- _Reading passage_:
# # # # #
Green Coffee Bean Extract in Human Health by Debasis Bagchi Hiroyoshi Moriyama & Anand Swaroop

Green Coffee Bean Extract in Human Health by Debasis Bagchi Hiroyoshi Moriyama & Anand Swaroop

Author:Debasis Bagchi, Hiroyoshi Moriyama & Anand Swaroop
Language: eng
Format: epub
Publisher: CRC Press


FIGURE 6.1 Effects of coffee polyphenols (CPP) on body fat accumulation (a); mean body weight of 10 mice at each time point (b, c); hepatic lipids were extracted from the liver and quantified. Values are means ± SE of 10 mice, *p < .05, **p < .01 vs. high-fat control group. (Modified from Murase T. et al., Am. J. Endocrinol. Metab., 2011, 300, E122–E133.)

FIGURE 6.2 Effects of coffee polyphenols (CPP) on mRNA levels in the liver (a), dipose tissue (b), and skeletal muscle (c). Values are means ± SE of 10 mice, *p < .05, **p < .01 vs. high-fat control group. (Modified from Murase T. et al., Am. J. Endocrinol. Metab., 2011, 300, E122–E133.)

Furthermore, Murase et al. [14] also investigated CPP-induced changes in energy metabolism–related gene expression using cultured hepatocytes. As observed in mice, mRNA expression of SREBP-1c and its associated proteins significantly decreased with exposure to CPP. The main polyphenols found in coffee, caffeoylquinic acids (3-/4-/5-caffeoylquinic acid [CQA]), feruloylquinic acids (3-/4-/5-feruloylquinic acid [FQA]), and dicaffeoylquinic acids (3,4-/3,5-/4,5-dicaffeoylquinic acid [diCQA]), were individually purified, isolated, and assessed for their effects on gene expression in vitro. The expression of SREBP-1c and its associated proteins was strongly inhibited by CQA and diCQA. Because total CPP, CQA, FQA, and diCQA did not activate AMP-activated protein kinase (AMPK) or peroxisome proliferator–activated receptor PPARα, PPARδ, or PPARγ, the CPP effects observed may not be mediated via these pathways.

Murase et al. [14] proposed CPP’s mechanism of action based on these findings as follows: when CPP is ingested, ACC1, FAS, and SCDl expression decreases in the liver due to the inhibition of SREBP-1c expression, and fatty acid synthesis is inhibited. It is also known that the inhibition of SCDl increases energy utilization [19]. Reduced ACC2 expression decreases malonyl-CoA production, which enhances CPT-I activity and promotes fatty acid oxidation. On the other hand, glucose utilization increases due to the inhibition of PDK4 expression. CPP-induced inhibition of fat synthesis and an increase in energy utilization may prevent body fat accumulation.
# # # # #
- _Stored data_:

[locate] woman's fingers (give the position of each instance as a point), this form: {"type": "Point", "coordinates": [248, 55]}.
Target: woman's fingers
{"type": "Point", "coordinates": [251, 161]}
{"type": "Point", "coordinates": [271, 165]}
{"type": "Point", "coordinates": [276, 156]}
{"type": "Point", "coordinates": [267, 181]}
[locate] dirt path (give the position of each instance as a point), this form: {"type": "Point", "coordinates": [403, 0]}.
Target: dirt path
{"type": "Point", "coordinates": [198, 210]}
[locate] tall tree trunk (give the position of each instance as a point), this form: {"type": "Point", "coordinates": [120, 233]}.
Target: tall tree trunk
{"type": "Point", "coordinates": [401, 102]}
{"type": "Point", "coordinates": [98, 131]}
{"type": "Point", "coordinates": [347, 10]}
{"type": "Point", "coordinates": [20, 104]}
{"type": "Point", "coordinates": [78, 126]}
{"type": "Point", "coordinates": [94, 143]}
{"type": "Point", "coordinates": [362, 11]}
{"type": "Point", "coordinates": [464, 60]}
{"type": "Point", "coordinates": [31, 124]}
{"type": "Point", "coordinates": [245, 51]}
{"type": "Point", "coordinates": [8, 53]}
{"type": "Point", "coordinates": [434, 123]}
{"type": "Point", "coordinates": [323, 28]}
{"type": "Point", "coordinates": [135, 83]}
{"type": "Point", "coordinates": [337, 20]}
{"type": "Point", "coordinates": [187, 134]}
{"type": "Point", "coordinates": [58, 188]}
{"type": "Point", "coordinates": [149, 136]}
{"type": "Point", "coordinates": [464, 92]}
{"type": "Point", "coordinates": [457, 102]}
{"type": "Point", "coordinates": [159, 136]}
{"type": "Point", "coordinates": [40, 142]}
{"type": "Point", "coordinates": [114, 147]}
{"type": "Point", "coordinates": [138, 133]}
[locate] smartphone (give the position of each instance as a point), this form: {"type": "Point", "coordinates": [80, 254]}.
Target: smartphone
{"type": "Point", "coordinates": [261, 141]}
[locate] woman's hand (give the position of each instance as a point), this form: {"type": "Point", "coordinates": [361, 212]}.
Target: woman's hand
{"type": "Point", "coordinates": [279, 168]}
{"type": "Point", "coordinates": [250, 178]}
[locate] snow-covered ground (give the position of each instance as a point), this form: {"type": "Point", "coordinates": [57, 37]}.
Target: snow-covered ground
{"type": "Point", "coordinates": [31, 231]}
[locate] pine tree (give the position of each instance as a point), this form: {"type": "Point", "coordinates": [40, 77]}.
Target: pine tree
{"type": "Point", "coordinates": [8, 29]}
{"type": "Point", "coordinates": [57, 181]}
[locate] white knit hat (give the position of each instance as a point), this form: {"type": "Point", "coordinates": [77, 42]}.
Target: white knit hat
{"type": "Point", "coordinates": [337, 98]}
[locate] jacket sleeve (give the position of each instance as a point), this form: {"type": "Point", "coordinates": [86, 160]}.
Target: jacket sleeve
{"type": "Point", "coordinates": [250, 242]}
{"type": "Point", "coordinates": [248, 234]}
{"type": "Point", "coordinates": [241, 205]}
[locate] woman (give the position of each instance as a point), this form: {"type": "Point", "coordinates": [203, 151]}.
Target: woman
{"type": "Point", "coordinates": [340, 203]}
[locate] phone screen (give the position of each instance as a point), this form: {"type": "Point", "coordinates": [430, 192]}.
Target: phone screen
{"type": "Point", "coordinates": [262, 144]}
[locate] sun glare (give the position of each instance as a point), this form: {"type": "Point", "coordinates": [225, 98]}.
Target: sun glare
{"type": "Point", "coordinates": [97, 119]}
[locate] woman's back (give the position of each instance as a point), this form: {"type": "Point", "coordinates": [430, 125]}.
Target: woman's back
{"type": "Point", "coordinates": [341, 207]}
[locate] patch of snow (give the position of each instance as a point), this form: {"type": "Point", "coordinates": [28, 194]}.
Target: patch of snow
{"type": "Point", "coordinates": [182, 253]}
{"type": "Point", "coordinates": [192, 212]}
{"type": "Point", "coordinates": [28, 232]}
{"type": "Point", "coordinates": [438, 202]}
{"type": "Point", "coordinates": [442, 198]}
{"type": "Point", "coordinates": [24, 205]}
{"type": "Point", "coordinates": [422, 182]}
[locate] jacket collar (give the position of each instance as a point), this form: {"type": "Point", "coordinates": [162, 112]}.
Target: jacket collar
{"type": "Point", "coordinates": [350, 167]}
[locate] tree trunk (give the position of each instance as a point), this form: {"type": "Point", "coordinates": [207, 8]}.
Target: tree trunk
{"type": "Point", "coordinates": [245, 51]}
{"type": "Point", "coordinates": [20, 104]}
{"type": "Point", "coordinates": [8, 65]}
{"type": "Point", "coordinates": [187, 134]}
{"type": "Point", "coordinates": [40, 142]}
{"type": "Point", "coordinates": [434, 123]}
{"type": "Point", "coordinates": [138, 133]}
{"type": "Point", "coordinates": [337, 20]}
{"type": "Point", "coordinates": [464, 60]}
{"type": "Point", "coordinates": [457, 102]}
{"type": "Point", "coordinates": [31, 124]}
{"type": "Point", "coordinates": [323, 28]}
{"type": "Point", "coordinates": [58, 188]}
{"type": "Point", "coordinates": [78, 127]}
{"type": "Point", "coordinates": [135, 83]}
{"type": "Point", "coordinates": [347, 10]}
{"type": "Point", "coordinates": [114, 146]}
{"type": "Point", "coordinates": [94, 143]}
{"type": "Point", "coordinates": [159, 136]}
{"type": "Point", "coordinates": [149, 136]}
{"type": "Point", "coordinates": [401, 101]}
# # # # #
- _What to produce_:
In the passage on coffee polyphenols, rewrite the paragraph beginning "Furthermore, Murase et al. [14] also investigated" as a short bulleted list that keeps its main facts. These rows come from a source other than the passage.

- _Task answer_:
- Murase et al. [14] studied CPP-induced changes in the expression of genes related to energy metabolism in cultured hepatocytes.
- As in mice, CPP significantly decreased mRNA expression of SREBP-1c and its associated proteins.
- The main coffee polyphenols were individually purified, isolated, and tested in vitro:
  - caffeoylquinic acids (3-/4-/5-CQA)
  - feruloylquinic acids (3-/4-/5-FQA)
  - dicaffeoylquinic acids (3,4-/3,5-/4,5-diCQA)
- CQA and diCQA strongly inhibited expression of SREBP-1c and its associated proteins.
- Total CPP, CQA, FQA, and diCQA did not activate AMPK, PPARα, PPARδ, or PPARγ, so the CPP effects may not be mediated via these pathways.